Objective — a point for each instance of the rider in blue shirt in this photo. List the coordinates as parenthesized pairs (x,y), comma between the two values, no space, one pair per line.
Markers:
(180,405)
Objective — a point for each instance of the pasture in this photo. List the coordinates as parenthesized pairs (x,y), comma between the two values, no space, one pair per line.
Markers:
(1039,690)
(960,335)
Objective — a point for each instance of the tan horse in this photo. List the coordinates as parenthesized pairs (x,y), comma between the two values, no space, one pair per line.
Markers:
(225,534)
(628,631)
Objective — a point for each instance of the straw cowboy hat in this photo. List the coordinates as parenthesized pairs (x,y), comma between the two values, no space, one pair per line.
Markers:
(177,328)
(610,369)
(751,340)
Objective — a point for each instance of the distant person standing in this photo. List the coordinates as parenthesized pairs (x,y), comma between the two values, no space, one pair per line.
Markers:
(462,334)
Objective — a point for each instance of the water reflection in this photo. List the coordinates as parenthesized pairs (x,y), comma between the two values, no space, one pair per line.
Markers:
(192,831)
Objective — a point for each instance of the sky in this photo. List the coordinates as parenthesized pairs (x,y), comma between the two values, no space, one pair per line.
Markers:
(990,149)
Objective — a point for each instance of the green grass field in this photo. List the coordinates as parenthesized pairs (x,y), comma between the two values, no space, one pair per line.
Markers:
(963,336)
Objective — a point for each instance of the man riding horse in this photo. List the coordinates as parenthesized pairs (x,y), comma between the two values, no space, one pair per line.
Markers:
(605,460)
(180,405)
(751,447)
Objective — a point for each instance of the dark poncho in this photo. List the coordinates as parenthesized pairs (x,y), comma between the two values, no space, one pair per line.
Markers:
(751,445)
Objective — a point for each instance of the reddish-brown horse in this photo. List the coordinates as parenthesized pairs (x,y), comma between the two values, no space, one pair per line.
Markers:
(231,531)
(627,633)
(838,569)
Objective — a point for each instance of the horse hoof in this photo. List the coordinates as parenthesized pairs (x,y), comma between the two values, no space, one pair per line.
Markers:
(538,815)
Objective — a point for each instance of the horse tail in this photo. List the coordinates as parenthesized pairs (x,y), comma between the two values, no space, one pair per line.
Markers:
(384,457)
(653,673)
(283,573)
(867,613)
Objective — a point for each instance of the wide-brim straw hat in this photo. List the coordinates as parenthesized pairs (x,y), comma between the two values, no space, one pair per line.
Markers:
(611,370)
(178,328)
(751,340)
= = = = = = =
Written task:
Output exactly the lines between the one containing "Objective — a point for each instance of the horse hoof" and the final line above, both inclusive.

Solution to the problem:
Objective — a point for each instance of the horse hoof in this photo. List the coordinates as parenthesized pairs (x,y), comma between the two values, no space, one pair per line.
Markers:
(538,815)
Objective — a point for each instance of the horse tail in this photo. List the coordinates as parenthesized pairs (x,y), comma between the two values, no space, one pair per line.
Markers:
(384,457)
(653,673)
(283,573)
(867,613)
Objective — a point for each instance of the wide-brim straw hat in this photo. List the coordinates as parenthesized pairs (x,y), comma between the two values, no space, one pair per line.
Markers:
(611,370)
(178,328)
(751,340)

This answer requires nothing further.